* _Try it_: Provide the number of lines below that include "fire", without any other words.

Source records
------------------------
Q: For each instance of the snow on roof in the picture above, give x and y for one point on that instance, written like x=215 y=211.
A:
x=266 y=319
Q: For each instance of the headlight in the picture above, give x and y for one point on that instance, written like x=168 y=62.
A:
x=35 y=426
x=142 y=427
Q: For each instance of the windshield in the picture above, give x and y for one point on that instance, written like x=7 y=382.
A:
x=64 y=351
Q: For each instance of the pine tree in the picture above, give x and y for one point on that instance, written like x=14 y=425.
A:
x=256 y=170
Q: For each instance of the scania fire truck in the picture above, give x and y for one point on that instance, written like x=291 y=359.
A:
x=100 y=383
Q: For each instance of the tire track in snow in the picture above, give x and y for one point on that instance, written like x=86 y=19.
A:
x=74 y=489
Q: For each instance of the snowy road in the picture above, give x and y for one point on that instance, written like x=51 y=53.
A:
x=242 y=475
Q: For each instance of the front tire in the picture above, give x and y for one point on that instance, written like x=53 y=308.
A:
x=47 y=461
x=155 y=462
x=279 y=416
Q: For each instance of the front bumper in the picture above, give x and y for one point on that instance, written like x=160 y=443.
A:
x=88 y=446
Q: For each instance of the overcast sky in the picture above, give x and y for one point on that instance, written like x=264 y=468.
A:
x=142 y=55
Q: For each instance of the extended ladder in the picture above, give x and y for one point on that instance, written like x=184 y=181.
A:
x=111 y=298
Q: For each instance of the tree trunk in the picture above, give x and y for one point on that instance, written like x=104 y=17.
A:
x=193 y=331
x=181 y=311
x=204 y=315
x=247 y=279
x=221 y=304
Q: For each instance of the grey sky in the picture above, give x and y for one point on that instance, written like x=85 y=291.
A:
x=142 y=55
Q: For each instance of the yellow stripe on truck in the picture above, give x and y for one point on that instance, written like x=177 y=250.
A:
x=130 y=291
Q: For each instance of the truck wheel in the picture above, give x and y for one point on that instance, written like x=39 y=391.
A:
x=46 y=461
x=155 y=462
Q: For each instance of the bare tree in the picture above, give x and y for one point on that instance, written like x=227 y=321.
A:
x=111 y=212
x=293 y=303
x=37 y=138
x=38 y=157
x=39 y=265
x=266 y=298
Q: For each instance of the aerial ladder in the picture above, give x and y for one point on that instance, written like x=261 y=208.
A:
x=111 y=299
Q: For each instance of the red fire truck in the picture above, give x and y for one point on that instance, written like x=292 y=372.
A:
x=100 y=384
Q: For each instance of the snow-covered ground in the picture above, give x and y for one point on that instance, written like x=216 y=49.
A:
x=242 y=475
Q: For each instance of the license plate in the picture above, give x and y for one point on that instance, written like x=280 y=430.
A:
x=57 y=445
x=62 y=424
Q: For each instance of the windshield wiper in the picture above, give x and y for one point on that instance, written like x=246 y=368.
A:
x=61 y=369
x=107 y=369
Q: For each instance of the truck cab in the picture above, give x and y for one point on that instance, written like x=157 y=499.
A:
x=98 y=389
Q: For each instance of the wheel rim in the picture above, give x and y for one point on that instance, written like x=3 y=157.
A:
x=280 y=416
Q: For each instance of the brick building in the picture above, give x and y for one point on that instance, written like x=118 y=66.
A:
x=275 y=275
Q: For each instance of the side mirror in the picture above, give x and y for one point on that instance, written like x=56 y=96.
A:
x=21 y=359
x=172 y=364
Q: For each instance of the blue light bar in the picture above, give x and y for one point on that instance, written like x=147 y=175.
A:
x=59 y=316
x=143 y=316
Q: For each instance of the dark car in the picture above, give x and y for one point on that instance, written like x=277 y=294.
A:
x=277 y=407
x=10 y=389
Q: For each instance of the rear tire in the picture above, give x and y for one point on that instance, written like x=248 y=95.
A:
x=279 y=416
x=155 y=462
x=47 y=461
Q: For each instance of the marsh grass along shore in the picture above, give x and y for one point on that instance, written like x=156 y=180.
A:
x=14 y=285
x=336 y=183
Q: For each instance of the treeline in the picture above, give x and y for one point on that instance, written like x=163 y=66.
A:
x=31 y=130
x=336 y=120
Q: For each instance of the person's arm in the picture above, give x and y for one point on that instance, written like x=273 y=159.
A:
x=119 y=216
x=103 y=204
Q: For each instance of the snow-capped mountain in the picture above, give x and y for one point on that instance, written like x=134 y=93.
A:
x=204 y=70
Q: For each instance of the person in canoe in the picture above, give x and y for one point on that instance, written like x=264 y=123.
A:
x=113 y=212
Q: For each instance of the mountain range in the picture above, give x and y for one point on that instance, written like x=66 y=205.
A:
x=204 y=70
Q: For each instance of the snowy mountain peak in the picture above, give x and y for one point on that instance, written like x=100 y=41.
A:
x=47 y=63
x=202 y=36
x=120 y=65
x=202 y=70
------------------------
* _Answer space_: 2